• Prompt A: In the Formicola opinion, on what basis did the referee deny the widow's fatal claim petition?
• Prompt B: Continue the Formicola opinion, picking up after its last sentence.

• Source text:
-*-*-

Formicola v. Workmen's Compensation Appeal Board

97 Pa. Commonwealth Ct. 274 (1986) 509 A.2d 434

Anna Formicola, Widow, Philip Formicola, Deceased, Petitioner
v.
Workmen's Compensation Appeal Board (City of Philadelphia), Respondent.

No. 2725 C.D. 1983.

Commonwealth Court of Pennsylvania.

Argued December 9, 1985. May 15, 1986.

*275 Argued December 9, 1985, before Judges DOYLE and COLINS, and Senior Judge BLATT, sitting as a panel of three.

Christina J. Barbieri, with her, Carl M. Mazzocone, Kates, Livesey & Mazzocone, for petitioner.

Carol A. Mickey, with her, Barbara W. Mather, City Solicitor, Lilton R. Taliaferro, Jr., Assistant City Solicitor, Michael Eiss and Herbert Bernstein, for respondents.

*276 OPINION BY JUDGE DOYLE, May 15, 1986:

Anna Formicola (Claimant) appeals from a decision of the Workmen's Compensation Appeal Board (Board), which affirmed a referee's denial of her fatal claim petition on the basis of Section 301(c)(1) of The Pennsylvania Workmen's Compensation Act (Act),[1] 77 P.S. §411(1).

Claimant is the widow of Philip Formicola (Decedent), who was employed as an officer of the Philadelphia Police Department between the years 1943 and 1957. On December 4, 1957, Decedent suffered chest pain while making an arrest, and on December 6, 1957, he was hospitalized with a myocardial infarction. Decedent received workmen's compensation benefits for total disability from December 4, 1957 until his death on March 14, 1980.[2] Following termination of Decedent's benefits, Claimant filed a fatal claim petition pursuant to the Act. Hearings were held before a referee on December 9, 1981, March 2, 1982, June 3, 1982, July 7, 1982 and October 13, 1982. On January 18, 1983, the referee issued a decision denying Claimant's petition on the basis that more than 300 weeks had elapsed between the date of the allegedly fatal injury and the date of death. This decision was affirmed by the Board on September 15, 1983.

-*-*-

• Recorded information:
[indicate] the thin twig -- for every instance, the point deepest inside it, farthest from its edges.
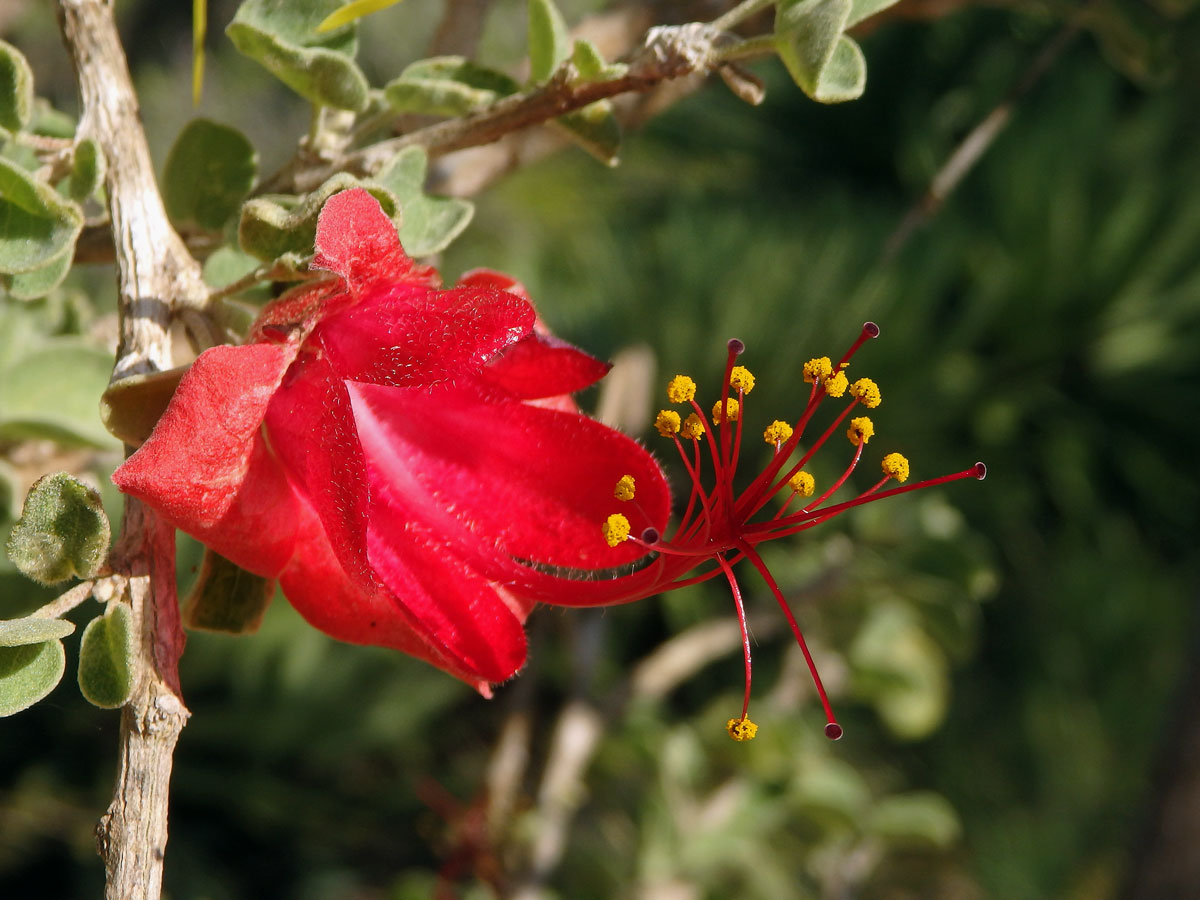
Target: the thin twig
(981, 138)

-*-*-

• Result A: More than 300 weeks had elapsed between the date of the allegedly fatal injury and the date of death.

• Result B:
Before both the referee and the Board, Claimant argued that the 1957 myocardial infarction was the cause of Decedent's death in 1980, and that the automatic 300 week limitation in Section 301(c)(1) of the Act resulted *277 in a denial of due process and equal protection of the law under the fourteenth amendment to the United States Constitution. As administrative tribunals, the referee and the Board declined to address Claimant's constitutional arguments and instead simply denied her petition on the basis of Section 301(c)(1). In addition, the referee implied in his findings of fact that death may have been due to Decedent's long-term alcohol abuse rather than his 1957 injury. The referee did not reach a definite conclusion on this issue, apparently because it would not have altered the result of his decision. Before this Court, Claimant renews her constitutional arguments and requests that if we do find in her favor, we remand the case for a determination on the issue of causation.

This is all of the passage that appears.